§ What is required
Could you recast the material as a Markdown table with the columns Row and Text, starting at the line that contains "Every instance of the bird's eye gets" and stopping after the line that contains "Please outline every instance of the bird's", with one numbered row per line and blank lines left out?

§ Labeled region records

* * * * *

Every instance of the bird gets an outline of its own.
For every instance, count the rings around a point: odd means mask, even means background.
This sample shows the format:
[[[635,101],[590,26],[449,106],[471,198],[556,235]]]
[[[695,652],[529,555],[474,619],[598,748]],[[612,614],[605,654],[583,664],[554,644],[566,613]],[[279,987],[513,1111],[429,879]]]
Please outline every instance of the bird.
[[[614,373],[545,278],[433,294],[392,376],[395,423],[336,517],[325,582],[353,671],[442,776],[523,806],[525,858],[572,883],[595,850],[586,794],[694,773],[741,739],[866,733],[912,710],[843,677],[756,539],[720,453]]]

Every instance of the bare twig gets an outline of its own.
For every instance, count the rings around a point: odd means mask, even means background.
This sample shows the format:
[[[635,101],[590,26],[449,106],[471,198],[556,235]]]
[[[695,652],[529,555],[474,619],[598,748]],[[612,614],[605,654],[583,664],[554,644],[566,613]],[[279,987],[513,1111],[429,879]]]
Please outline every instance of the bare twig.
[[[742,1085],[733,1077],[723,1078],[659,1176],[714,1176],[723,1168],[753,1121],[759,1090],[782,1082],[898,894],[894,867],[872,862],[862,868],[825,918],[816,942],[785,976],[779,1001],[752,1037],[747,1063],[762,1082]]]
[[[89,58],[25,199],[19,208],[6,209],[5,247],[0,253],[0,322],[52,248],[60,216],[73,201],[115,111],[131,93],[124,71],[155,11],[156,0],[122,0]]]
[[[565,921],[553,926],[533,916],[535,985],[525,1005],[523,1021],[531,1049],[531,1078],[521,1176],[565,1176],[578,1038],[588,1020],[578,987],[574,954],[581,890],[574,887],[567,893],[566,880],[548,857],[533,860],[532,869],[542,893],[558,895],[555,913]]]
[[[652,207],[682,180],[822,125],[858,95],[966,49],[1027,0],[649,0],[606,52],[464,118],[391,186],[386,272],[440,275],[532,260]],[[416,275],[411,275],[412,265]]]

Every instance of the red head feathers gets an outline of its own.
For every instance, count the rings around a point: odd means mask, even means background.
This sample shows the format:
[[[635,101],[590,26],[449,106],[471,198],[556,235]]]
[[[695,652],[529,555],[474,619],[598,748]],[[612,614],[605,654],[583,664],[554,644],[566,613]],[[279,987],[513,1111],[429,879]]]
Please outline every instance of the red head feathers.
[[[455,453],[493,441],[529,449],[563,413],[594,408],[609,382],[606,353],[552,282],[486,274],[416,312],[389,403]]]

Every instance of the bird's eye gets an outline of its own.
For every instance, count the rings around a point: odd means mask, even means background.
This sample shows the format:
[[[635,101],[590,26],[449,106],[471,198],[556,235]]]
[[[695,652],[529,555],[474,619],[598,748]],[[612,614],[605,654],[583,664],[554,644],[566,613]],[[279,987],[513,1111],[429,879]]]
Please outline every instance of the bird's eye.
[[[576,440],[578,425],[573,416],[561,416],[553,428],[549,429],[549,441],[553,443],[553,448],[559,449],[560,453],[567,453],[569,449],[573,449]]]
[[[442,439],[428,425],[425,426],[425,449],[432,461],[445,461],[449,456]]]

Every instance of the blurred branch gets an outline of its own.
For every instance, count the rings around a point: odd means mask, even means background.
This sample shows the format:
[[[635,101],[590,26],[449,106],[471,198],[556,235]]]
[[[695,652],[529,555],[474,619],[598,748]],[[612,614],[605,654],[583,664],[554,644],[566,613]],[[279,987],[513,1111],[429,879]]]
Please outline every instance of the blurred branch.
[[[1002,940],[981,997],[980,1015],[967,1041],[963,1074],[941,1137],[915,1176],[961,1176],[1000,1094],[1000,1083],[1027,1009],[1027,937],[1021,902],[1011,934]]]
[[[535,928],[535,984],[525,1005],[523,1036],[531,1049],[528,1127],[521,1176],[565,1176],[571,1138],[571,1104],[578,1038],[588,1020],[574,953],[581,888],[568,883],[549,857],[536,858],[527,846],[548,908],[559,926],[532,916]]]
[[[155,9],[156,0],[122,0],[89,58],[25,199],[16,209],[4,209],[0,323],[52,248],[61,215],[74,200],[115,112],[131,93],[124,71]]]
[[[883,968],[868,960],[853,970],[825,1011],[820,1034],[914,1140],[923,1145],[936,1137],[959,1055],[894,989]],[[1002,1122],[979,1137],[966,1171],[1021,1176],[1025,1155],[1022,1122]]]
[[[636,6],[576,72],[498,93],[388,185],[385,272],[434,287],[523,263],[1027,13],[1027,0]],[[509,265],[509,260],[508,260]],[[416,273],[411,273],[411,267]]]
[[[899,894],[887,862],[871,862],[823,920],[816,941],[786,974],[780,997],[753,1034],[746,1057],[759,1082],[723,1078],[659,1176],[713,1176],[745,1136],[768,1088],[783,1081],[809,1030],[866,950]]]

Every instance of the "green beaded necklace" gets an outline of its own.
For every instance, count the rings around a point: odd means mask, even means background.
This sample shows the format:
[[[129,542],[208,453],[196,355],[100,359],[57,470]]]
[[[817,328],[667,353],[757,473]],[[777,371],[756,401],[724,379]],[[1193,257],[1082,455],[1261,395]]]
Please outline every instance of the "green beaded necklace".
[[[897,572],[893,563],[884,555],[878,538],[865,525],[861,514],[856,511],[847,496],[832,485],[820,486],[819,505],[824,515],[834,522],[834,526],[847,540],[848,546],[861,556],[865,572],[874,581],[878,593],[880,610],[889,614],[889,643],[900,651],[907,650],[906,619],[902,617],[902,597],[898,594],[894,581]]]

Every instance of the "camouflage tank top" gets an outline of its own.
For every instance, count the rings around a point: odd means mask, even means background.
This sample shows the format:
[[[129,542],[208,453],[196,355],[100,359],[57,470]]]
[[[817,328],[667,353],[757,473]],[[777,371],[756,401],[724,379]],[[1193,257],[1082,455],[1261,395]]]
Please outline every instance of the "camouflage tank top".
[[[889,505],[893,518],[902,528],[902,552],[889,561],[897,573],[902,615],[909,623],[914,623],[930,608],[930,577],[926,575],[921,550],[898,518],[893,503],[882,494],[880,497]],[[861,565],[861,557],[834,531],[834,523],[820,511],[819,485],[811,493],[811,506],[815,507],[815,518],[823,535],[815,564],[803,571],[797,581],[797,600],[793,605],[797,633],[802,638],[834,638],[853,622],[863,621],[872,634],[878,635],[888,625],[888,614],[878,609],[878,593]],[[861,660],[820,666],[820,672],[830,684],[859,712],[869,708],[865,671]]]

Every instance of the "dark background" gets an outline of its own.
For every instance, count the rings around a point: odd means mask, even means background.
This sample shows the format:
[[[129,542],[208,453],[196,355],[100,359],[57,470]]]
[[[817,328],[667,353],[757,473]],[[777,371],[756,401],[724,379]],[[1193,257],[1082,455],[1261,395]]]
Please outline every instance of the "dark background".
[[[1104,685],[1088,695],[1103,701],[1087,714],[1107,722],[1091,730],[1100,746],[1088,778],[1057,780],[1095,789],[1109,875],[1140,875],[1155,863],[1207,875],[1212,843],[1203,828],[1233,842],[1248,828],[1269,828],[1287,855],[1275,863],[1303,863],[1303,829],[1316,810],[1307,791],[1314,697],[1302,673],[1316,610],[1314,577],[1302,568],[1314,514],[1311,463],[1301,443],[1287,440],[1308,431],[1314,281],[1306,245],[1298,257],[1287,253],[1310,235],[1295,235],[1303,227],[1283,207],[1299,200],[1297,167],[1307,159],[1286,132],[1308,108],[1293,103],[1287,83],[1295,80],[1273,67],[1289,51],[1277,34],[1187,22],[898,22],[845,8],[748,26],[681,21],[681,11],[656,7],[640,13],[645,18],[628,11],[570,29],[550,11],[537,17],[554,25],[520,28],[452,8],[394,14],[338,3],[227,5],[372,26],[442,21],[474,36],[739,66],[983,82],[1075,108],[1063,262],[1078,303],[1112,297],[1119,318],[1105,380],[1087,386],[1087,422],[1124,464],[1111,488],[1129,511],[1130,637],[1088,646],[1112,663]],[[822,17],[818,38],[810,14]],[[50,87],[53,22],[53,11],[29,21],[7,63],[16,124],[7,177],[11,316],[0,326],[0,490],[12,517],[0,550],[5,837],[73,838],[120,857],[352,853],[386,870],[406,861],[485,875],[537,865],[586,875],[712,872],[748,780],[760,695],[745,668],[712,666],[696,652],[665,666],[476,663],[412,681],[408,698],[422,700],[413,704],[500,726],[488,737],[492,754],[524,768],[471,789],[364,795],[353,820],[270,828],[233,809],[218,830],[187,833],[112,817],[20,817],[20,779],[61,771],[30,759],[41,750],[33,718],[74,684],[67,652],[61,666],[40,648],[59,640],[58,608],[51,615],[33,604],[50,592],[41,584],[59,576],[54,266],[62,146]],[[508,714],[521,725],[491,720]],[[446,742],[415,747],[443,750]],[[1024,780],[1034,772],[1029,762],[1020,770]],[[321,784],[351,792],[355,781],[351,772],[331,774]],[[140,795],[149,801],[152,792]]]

* * * * *

§ Response to this task
| Row | Text |
|---|---|
| 1 | Every instance of the bird's eye gets an outline of its own. |
| 2 | For every instance, count the rings around a point: odd means mask, even means background. |
| 3 | This sample shows the format: |
| 4 | [[[635,101],[590,26],[449,106],[471,198],[556,235]]] |
| 5 | [[[695,652],[529,555],[474,619],[598,748]],[[612,614],[605,654],[583,664],[554,644],[566,613]],[[279,987],[513,1111],[429,879]]] |
| 6 | Please outline every instance of the bird's eye. |